**Activity**: The records below are made of lines; count those holding the word "apartment" and give the number only.

**Source material**:
= = = =
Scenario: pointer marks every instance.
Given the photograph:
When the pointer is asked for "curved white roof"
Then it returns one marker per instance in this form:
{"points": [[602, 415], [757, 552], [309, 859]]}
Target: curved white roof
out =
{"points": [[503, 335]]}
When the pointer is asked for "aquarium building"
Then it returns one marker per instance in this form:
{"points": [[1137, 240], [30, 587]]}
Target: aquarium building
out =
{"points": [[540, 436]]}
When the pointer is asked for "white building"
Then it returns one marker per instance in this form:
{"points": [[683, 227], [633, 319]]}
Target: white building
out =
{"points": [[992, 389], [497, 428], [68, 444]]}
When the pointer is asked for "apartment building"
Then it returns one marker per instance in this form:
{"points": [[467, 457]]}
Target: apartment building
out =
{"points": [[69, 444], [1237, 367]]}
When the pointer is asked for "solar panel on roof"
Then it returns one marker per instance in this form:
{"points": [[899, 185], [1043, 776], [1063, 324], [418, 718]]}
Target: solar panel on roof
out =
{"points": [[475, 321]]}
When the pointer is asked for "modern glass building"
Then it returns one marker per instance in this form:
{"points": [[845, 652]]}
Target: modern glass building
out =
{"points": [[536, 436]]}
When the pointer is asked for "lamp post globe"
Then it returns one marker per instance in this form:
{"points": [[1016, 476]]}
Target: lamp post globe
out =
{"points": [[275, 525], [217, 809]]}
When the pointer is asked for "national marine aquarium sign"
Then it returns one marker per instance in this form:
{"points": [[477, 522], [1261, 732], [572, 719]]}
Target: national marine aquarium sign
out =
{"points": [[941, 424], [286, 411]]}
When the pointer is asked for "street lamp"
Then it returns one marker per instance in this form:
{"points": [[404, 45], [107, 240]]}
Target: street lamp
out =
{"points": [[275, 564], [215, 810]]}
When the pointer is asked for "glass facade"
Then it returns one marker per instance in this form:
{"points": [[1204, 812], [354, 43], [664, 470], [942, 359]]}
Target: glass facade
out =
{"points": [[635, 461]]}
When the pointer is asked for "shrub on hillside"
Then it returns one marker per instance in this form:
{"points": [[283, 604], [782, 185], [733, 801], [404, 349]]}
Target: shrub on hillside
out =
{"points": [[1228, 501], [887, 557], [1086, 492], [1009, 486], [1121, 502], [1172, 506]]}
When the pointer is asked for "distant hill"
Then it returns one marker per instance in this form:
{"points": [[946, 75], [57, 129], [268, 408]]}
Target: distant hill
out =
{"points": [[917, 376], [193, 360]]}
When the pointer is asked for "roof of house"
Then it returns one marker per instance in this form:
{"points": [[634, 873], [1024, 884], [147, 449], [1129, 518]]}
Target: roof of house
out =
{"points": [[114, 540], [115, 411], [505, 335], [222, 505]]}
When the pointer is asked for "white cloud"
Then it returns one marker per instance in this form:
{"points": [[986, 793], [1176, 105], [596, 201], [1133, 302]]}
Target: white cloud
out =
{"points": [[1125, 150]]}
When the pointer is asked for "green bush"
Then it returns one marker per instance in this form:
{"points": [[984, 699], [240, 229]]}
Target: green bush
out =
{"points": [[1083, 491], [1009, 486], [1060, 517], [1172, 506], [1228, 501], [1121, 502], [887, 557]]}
= = = =
**Response**: 2